= Dataset items =

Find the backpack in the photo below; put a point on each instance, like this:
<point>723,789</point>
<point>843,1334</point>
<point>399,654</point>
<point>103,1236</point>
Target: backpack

= OBJECTIVE =
Please render the items above as a JSON list of strings, with one string per line and any blank lines left out.

= EXERCISE OUTPUT =
[
  "Find the backpack in the photo below; put a point on each instance, like this:",
  "<point>723,789</point>",
  "<point>843,1334</point>",
  "<point>399,654</point>",
  "<point>103,1236</point>",
  "Target: backpack"
]